---------- GIVEN DATA
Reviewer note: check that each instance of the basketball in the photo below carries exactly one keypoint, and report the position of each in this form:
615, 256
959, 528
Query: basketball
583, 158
--------------------
---------- GIVEN DATA
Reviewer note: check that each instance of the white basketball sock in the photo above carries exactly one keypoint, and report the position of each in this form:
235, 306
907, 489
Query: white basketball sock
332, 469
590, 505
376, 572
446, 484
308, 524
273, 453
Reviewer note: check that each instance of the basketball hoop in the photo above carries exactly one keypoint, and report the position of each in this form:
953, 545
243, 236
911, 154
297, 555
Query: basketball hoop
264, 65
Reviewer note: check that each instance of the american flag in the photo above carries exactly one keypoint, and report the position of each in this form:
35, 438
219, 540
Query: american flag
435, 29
--------------------
---------- GIVEN DATA
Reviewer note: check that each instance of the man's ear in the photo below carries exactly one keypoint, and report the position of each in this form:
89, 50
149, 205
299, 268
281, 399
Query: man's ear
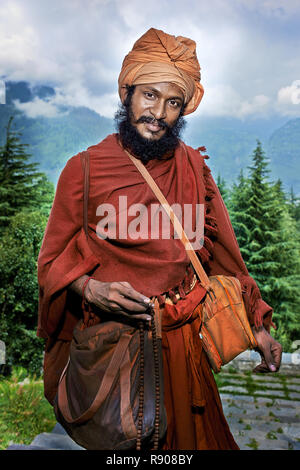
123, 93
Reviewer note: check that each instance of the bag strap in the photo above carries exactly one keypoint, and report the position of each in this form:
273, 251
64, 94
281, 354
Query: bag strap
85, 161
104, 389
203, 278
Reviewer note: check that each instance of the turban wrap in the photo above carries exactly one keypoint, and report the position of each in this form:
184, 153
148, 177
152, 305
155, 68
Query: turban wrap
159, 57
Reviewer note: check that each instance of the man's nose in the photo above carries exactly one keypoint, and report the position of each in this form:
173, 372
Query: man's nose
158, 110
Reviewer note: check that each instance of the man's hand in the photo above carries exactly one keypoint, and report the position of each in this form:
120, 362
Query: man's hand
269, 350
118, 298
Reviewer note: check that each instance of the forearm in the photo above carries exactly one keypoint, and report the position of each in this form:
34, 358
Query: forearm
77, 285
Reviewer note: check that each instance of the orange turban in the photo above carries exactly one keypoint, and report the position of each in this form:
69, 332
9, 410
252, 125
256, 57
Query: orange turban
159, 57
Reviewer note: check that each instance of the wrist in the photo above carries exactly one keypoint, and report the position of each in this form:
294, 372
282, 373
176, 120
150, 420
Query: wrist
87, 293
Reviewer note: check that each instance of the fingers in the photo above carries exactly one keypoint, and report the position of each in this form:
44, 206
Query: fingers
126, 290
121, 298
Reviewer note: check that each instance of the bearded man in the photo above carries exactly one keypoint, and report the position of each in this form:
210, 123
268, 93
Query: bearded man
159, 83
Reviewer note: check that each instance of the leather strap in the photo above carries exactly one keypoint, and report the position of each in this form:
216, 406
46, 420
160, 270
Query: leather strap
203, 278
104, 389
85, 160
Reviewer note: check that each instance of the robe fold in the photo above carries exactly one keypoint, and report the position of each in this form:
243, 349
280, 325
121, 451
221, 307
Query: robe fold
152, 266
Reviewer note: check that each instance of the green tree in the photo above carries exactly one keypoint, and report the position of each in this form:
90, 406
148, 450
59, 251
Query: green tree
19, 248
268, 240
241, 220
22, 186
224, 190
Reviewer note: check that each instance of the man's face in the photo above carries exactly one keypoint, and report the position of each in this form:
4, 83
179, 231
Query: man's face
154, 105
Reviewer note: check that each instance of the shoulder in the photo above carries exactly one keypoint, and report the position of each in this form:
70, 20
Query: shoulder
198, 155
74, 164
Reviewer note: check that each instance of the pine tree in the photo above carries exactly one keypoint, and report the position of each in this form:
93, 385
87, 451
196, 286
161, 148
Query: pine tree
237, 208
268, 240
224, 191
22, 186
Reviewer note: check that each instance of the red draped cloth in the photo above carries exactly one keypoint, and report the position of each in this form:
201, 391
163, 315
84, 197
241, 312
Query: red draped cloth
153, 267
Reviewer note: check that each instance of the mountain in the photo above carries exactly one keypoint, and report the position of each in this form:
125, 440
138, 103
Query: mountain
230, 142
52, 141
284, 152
--------------------
What lines in the listing include the string "below"? Copy them out.

Reviewer note: check that each instance of the basketball in the photo below carries exactly one keypoint, and report the position of each in this form:
Reviewer note: check that each instance of the man's ear in the photo below carries exactly one keypoint, and report the position of each in this form:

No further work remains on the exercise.